### Objectives:
A: In the mailing-list thread, rewrite the paragraph beginning "I don't disagree with the formatting change" more briefly, keeping its main facts.
B: Lay out as a numbered list the lines of the records from the line with "like point(710, 60)." up to and including the line with "point(473, 357)", and omit any blank lines.

━━ Provided text ━━

[v2,1/3] system_data_types.7: ffix

Message ID 20200928090322.2058-1-colomar.6.4.3@gmail.com
State Not applicable
Headers
Series [v2,1/3] system_data_types.7: ffix |

Commit Message

Alejandro Colomar Sept. 28, 2020, 9:03 a.m. UTC
  Normally, text under a section header starts in the next line after the
header, without a blank line.  Follow that pattern.

Signed-off-by: Alejandro Colomar <colomar.6.4.3@gmail.com>
---

Hi Michael,

I had been using .PP because I hadn't seen .br before.

I think .br is the correct format,
following the pattern in already existing man pages.

BTW, is there any way to copy the CC list with git send-email
from the email I'm answering to?
Right now I'm manually copying all of them each time from Thunderbird.

Regards,

Alex

 man7/system_data_types.7 | 58 ++++++++++++++++++++--------------------
 1 file changed, 29 insertions(+), 29 deletions(-)
  

Comments

develop--- via Libc-alpha Sept. 28, 2020, 10:34 a.m. UTC | #1
Hi Alex,

On Mon, 28 Sep 2020 at 11:04, Alejandro Colomar <colomar.6.4.3@gmail.com> wrote:
>
> Normally, text under a section header starts in the next line after the
> header, without a blank line.  Follow that pattern.
>
> Signed-off-by: Alejandro Colomar <colomar.6.4.3@gmail.com>
> ---
>
> Hi Michael,
>
> I had been using .PP because I hadn't seen .br before.
>
> I think .br is the correct format,
> following the pattern in already existing man pages.

I don't disagree with the formatting change, but I am wondering if
there's a better way to do it. I tend to consider (perhaps wrongly)
that the use of .sp and .br is unidiomatic, and over the years I have
replaced a large of them with alternatives. (For example, in many
cases, .sp was being used when .PP should have been.)

If Branden does not tell us of something better, I will just apply
your patch as is.

> BTW, is there any way to copy the CC list with git send-email
> from the email I'm answering to?
> Right now I'm manually copying all of them each time from Thunderbird.

Sorry, I don't know. (Not really an answer to your question,
but are you also aware of "git format-patch --to=... --cc=..." ?)

━━━
━━ Records for this task ━━

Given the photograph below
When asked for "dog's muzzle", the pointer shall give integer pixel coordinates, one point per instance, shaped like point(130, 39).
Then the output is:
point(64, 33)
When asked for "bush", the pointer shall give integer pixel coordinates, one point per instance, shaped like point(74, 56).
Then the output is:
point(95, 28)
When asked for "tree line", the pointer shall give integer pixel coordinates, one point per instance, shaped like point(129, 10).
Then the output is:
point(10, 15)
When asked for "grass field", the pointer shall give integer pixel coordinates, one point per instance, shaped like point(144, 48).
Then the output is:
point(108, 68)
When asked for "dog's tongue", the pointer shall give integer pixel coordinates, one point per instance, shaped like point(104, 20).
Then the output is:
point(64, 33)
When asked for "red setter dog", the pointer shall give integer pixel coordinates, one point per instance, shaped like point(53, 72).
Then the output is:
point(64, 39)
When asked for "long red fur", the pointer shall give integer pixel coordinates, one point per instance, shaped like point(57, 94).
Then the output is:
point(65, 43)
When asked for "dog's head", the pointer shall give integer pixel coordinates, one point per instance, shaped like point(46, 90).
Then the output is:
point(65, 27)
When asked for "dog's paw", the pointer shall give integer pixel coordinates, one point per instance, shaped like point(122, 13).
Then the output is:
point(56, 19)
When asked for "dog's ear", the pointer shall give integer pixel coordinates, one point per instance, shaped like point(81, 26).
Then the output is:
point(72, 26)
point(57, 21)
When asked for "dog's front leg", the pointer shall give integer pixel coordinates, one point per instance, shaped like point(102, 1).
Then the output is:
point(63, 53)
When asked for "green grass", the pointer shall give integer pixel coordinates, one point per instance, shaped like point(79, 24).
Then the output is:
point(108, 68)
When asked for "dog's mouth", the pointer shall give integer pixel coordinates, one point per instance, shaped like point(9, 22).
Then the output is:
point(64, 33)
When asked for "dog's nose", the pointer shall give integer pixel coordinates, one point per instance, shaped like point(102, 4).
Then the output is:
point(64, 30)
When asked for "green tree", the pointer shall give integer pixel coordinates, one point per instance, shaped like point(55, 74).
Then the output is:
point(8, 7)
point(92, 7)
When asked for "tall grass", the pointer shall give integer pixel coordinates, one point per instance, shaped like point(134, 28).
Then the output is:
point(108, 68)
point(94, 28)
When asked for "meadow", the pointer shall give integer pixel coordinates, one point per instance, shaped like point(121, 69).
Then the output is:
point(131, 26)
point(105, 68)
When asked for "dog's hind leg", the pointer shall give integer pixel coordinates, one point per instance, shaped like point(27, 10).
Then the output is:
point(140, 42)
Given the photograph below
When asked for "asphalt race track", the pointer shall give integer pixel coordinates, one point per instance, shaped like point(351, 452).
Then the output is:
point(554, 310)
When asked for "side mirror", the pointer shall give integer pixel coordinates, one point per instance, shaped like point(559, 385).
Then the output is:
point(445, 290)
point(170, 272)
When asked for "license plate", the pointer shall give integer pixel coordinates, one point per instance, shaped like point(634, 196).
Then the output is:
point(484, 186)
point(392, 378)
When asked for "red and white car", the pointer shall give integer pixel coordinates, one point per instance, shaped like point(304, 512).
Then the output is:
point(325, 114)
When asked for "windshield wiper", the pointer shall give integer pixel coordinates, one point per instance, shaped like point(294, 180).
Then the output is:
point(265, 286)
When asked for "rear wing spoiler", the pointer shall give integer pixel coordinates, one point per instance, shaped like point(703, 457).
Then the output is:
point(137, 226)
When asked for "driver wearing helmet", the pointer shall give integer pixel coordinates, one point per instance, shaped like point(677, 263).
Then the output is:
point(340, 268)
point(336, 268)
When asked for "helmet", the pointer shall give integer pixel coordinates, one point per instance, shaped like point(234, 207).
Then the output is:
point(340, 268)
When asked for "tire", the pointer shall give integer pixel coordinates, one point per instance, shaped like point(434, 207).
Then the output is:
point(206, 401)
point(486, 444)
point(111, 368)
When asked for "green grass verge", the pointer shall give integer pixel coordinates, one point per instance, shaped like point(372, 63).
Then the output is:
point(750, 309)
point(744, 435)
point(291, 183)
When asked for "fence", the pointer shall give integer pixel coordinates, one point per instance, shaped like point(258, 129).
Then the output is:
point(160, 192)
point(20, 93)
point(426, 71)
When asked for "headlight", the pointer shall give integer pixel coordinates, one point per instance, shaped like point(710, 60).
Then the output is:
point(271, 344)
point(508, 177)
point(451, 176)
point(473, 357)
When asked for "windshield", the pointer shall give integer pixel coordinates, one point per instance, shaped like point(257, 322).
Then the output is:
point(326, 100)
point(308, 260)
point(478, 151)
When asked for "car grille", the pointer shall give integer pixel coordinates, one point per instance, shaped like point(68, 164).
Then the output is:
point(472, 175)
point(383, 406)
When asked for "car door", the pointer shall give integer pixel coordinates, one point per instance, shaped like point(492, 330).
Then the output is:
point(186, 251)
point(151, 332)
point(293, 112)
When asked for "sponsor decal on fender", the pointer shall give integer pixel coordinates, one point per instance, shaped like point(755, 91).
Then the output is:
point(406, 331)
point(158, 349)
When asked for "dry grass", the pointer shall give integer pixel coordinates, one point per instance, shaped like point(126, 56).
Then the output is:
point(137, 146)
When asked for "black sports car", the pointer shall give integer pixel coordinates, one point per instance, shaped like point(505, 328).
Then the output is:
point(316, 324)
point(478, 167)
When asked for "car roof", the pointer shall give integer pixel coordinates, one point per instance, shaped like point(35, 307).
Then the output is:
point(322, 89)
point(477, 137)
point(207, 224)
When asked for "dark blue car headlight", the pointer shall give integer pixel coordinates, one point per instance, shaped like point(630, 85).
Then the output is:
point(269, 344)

━━━

### In response:
A: The writer accepts the formatting change but asks whether a better method exists. The writer regards .sp and .br as unidiomatic, while admitting this view may be wrong, and has replaced many of them with alternatives over the years. For example, .sp had often been used where .PP belonged.

B:
1. When asked for "headlight", the pointer shall give integer pixel coordinates, one point per instance, shaped like point(710, 60).
2. Then the output is:
3. point(271, 344)
4. point(508, 177)
5. point(451, 176)
6. point(473, 357)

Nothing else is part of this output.